EXTRACTED DATA: Begin

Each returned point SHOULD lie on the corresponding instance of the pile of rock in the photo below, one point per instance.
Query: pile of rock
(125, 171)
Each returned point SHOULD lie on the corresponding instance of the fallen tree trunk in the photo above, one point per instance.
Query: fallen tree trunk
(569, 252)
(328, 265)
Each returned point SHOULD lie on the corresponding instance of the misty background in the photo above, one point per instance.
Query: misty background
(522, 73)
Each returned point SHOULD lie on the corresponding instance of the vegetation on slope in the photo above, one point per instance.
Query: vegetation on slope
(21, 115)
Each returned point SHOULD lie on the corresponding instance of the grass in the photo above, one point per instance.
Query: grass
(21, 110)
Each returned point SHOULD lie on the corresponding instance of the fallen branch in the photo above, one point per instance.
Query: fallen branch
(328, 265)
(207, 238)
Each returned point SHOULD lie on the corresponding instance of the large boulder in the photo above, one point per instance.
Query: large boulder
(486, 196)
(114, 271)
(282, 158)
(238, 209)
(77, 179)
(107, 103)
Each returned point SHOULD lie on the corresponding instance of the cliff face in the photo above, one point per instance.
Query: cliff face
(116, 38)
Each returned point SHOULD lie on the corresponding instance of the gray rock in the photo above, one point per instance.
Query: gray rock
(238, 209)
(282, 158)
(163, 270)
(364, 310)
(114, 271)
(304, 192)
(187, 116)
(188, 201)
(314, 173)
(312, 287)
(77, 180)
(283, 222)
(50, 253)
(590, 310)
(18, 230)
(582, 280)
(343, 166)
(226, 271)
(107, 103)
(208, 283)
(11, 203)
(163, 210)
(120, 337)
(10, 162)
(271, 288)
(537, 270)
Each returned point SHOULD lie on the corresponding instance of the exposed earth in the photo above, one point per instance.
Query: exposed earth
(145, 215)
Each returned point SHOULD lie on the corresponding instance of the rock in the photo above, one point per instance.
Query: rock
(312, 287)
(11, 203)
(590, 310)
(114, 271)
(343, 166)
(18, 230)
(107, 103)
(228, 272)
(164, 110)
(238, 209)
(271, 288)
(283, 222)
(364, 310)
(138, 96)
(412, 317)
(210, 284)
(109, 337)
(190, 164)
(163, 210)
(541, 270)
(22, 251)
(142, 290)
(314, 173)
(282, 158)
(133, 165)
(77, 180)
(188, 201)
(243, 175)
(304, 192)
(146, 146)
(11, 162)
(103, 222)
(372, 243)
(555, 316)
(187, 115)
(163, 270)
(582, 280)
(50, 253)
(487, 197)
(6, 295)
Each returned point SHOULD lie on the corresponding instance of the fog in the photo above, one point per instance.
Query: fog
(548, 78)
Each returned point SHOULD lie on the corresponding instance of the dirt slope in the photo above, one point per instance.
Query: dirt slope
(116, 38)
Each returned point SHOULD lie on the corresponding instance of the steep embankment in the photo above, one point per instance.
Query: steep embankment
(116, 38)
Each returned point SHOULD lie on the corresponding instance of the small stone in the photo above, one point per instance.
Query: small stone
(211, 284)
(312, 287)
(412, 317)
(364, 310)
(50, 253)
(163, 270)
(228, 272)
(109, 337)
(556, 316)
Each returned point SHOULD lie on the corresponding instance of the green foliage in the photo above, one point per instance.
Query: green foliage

EXTRACTED DATA: End
EXTRACTED DATA: Begin

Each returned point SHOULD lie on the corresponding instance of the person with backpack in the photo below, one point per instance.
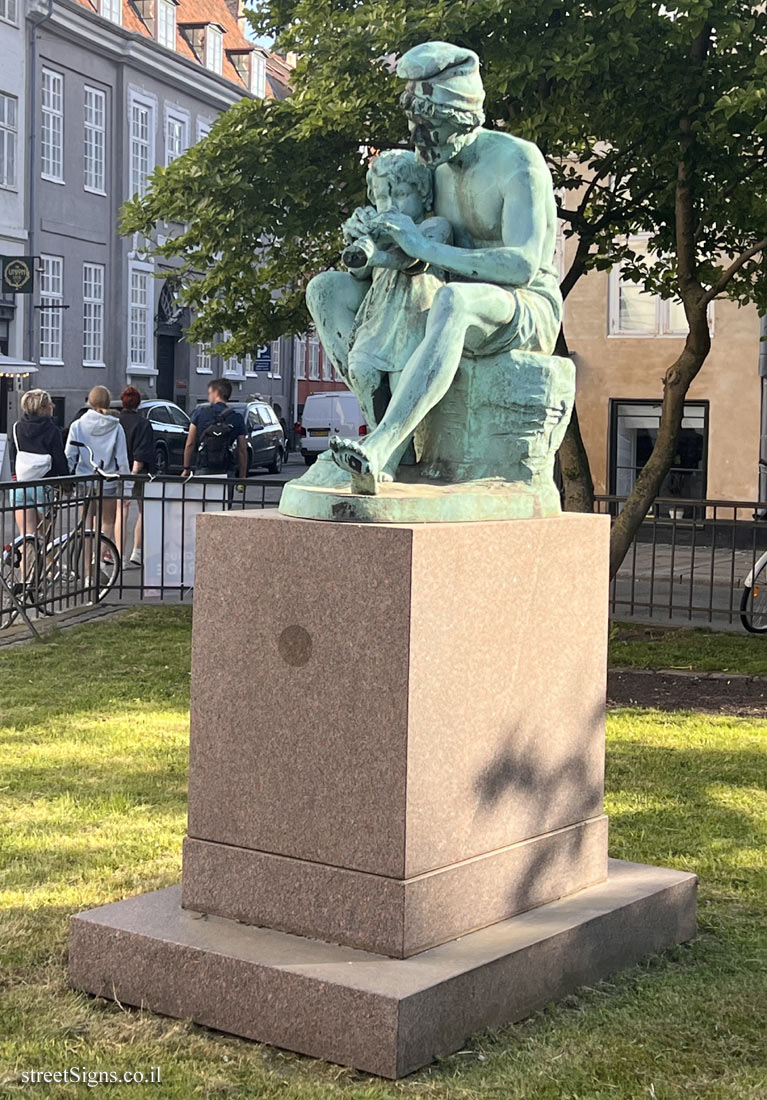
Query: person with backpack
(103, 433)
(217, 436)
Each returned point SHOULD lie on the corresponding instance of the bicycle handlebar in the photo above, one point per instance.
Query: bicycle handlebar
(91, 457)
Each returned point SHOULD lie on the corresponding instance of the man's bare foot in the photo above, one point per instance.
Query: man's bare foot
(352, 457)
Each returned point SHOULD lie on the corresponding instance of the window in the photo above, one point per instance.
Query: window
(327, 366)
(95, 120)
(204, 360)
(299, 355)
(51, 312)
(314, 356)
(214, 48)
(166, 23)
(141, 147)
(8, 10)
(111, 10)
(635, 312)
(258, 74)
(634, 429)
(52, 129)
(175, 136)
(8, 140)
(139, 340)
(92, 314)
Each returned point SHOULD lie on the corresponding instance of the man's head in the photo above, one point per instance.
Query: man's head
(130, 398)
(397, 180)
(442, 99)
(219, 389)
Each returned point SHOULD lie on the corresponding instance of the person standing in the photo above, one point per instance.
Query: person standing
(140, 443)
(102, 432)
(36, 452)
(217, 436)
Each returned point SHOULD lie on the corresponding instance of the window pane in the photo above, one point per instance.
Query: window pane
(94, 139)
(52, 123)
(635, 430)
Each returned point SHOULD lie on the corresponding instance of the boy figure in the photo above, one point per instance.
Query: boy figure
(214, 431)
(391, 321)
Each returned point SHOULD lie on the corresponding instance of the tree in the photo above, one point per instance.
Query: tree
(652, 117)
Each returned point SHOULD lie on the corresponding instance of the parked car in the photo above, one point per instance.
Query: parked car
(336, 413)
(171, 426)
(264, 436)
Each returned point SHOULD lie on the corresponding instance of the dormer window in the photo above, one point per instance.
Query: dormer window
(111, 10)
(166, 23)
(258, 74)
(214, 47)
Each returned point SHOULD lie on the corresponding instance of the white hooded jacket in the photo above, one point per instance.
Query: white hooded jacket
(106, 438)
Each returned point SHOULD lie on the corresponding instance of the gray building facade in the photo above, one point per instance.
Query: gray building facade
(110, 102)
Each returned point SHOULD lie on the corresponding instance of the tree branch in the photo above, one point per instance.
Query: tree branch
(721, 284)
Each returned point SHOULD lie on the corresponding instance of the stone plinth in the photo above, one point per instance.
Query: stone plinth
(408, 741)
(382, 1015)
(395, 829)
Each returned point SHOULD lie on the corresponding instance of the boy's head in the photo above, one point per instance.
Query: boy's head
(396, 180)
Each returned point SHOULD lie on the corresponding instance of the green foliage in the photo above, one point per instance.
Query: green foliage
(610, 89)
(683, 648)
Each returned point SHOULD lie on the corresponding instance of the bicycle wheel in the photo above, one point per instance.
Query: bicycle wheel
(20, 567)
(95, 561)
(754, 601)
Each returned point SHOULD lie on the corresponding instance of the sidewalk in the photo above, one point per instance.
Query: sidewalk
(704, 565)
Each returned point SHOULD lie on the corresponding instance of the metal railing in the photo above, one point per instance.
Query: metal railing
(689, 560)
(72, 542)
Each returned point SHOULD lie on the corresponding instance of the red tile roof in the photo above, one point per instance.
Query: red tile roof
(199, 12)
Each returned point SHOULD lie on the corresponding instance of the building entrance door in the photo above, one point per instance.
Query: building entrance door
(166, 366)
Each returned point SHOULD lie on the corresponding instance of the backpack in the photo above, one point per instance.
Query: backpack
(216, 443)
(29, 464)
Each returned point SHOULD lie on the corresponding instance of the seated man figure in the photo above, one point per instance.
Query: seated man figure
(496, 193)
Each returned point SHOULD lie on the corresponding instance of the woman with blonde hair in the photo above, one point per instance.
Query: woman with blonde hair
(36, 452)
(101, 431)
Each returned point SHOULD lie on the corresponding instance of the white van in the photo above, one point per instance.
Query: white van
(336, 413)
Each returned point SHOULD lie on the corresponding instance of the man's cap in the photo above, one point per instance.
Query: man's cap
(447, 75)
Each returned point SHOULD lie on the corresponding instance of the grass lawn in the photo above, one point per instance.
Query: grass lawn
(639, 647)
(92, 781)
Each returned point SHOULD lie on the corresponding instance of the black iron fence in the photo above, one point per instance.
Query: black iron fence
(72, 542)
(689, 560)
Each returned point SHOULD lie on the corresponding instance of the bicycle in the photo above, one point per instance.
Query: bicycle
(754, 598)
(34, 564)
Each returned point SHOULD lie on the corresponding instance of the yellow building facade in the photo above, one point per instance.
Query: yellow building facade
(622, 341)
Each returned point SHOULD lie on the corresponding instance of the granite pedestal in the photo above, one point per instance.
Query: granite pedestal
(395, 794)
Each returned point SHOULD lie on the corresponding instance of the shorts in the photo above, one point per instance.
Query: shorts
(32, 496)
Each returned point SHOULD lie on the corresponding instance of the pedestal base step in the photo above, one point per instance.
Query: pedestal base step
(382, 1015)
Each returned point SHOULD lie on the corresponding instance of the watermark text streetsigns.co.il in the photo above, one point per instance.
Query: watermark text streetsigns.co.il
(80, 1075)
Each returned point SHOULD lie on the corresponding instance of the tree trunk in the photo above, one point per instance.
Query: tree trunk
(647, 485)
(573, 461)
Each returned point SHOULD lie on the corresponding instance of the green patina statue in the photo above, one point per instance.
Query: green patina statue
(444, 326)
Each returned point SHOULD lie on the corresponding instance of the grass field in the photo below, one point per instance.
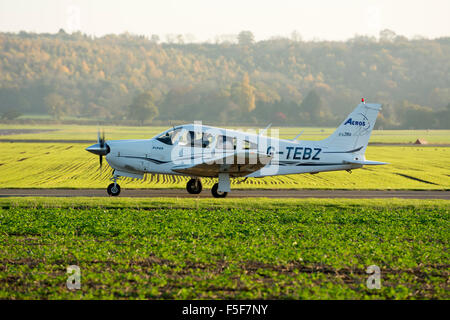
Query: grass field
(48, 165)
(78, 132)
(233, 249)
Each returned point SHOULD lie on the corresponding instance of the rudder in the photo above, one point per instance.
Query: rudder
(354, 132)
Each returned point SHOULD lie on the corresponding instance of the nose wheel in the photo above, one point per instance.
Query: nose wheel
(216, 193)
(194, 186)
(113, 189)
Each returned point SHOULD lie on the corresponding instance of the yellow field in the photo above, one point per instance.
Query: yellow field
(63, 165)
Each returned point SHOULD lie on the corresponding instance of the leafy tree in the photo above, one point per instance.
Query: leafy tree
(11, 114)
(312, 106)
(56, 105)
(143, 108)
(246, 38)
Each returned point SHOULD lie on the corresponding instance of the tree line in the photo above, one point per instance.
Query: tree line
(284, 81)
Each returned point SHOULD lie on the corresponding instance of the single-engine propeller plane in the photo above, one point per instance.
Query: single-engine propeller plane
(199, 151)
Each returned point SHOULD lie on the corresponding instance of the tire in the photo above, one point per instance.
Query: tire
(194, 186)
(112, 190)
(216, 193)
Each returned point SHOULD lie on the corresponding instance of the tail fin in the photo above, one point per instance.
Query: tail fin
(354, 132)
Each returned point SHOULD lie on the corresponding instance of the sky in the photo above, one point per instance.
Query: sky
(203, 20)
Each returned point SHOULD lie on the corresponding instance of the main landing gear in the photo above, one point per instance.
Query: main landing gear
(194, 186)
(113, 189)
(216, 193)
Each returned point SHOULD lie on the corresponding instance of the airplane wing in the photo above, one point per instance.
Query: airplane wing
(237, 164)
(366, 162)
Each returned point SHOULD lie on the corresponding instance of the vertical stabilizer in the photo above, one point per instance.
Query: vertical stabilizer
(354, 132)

EXTRACTED DATA: End
EXTRACTED DATA: Begin

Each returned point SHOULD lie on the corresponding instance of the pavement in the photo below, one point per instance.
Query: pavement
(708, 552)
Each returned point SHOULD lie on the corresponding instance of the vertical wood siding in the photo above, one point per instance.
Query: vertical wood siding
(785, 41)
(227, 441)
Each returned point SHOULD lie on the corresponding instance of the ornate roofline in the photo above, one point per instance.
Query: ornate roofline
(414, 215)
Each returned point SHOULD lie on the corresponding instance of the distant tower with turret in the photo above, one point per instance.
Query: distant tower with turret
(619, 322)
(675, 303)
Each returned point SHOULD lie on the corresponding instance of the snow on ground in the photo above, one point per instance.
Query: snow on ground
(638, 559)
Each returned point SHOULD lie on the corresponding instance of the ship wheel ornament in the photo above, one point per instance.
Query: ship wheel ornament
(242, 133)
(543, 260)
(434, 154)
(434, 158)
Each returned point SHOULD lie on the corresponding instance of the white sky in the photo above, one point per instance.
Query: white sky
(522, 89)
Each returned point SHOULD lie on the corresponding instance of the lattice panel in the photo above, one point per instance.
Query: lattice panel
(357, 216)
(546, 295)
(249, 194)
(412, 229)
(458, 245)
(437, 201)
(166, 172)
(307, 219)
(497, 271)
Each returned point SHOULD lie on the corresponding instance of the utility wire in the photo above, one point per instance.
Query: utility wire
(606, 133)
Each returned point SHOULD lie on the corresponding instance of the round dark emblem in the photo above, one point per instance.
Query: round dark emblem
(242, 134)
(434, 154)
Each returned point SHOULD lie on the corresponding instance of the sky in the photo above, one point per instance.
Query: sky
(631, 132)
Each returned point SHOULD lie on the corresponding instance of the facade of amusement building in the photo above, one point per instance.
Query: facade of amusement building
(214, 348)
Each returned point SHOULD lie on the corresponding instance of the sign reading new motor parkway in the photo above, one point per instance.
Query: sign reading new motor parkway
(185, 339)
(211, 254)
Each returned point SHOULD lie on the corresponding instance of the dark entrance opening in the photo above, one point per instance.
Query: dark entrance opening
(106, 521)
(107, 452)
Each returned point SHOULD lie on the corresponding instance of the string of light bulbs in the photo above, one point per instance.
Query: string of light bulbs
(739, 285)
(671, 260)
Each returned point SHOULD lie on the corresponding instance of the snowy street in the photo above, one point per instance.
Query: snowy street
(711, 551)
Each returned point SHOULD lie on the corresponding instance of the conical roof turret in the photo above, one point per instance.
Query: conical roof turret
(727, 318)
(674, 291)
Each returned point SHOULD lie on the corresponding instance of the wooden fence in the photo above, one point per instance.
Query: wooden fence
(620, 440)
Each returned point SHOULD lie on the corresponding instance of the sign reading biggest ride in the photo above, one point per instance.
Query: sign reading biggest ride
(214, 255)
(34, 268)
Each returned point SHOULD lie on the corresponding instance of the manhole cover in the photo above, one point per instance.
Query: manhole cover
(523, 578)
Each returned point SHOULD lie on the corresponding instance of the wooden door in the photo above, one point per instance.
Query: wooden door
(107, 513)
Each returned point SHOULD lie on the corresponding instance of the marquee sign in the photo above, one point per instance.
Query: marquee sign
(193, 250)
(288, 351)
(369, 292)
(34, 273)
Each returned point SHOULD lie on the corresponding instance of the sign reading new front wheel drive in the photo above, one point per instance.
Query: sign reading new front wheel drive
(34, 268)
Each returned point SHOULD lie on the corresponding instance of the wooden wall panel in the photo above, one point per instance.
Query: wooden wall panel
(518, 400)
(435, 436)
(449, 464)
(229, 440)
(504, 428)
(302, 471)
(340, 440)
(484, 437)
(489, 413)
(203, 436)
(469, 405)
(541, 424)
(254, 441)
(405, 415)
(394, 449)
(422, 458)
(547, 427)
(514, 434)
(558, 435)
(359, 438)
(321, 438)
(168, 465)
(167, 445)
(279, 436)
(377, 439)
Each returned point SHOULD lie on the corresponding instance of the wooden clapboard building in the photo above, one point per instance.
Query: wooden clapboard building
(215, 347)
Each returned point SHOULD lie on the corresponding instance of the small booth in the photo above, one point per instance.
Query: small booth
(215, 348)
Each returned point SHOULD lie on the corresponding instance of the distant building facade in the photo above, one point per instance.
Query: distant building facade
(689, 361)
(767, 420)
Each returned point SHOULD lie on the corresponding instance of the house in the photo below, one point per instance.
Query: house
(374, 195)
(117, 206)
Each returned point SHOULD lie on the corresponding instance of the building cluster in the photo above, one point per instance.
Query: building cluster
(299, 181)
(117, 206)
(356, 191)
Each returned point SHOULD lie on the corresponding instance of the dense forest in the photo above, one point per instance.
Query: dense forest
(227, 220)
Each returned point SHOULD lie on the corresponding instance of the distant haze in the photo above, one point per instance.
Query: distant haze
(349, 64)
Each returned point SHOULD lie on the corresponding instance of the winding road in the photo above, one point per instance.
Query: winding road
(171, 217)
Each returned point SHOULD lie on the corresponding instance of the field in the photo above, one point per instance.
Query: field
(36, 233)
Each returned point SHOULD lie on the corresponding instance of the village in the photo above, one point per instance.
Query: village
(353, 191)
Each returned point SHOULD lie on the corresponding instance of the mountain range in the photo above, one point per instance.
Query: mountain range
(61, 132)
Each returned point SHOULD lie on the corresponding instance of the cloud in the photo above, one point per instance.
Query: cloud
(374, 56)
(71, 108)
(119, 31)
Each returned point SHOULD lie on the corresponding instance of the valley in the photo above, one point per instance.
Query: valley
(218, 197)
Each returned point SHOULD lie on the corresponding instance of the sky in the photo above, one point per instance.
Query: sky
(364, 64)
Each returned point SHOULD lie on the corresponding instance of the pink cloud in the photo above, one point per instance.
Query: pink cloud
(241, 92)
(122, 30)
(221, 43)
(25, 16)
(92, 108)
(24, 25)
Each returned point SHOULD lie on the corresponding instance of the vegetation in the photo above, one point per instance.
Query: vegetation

EXTRACTED DATA: End

THE PROBLEM: Compute the number of lines in the entries above that hold the word "below"; the answer must contain nothing else.

EXERCISE SOLUTION: 5